▶ **READING TEXT**:
>> begin
Single by Fightstar

from the album One Day Son, This Will Be All Yours
- Released: 17 September 2007 (UK)
- Recorded: 2007
- Genre: Alternative rock, post-hardcore
- Length: 4:13
- Songwriters: Charlie Simpson, Alex Westaway
- Producer: Matt Wallace

Fightstar singles chronology
| "99" (2007) | "We Apologise for Nothing" (2007) | "Deathcar" (2007) |

= We Apologise for Nothing =

"We Apologise for Nothing" is the second single from the second album One Day Son, This Will All Be Yours, by Fightstar. It was released on 17 September 2007 on CD and two 7"s, and was accompanied by a music video.

Frontman Charlie Simpson has stated the meaning behind the song:

"This song is about standing up for what you believe in without compromise. Whether it be in public protest or behind closed doors the best way to achieve your goals is to stand up and relentlessly fight for them."
>> end
▶ **INSTRUCTIONS**:
1. In the song article, who is credited as the producer of "We Apologise for Nothing"?
2. Extend the song article about "We Apologise for Nothing," picking up after Charlie Simpson's quoted explanation.
The material that follows has no connection to the song article.

▶ **DATA SEGMENT**:
>> begin
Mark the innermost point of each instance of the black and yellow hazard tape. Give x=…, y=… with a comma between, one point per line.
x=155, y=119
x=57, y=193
>> end
▶ **TASK-BY-TASK ANSWERS**:
1. Matt Wallace

2.
He also stated the reason for the choice of covering The Cure's "In Between Days" for the single release:

"The reason for choosing The Cure's "In Between Days" is that they have been a huge influence on me from a very young age and I thought that this would be a great opportunity to pay tribute to them by covering one of my favourite songs of theirs. The Cure are one of the most influential bands of our time and the song I chose to cover – 'In Between Days' - is one of my favourites."

==Track listing==
CD Single:
1. "We Apologise for Nothing"
2. "Gracious"
3. "99" (Video)
4. "We Apologise for Nothing" (Video)

Limited 7-inch Gatefold:
1. "We Apologise for Nothing"
2. "Hold Out Your Arms (Acoustic)"

Limited 7-inch Coloured Vinyl:
1. "We Apologise for Nothing"
2. "In Between Days" (The Cure Cover)

iTunes Exclusive:
1. "Abuse Me" (Silverchair Cover)
2. "Breaking the Law" (Judas Priest Cover)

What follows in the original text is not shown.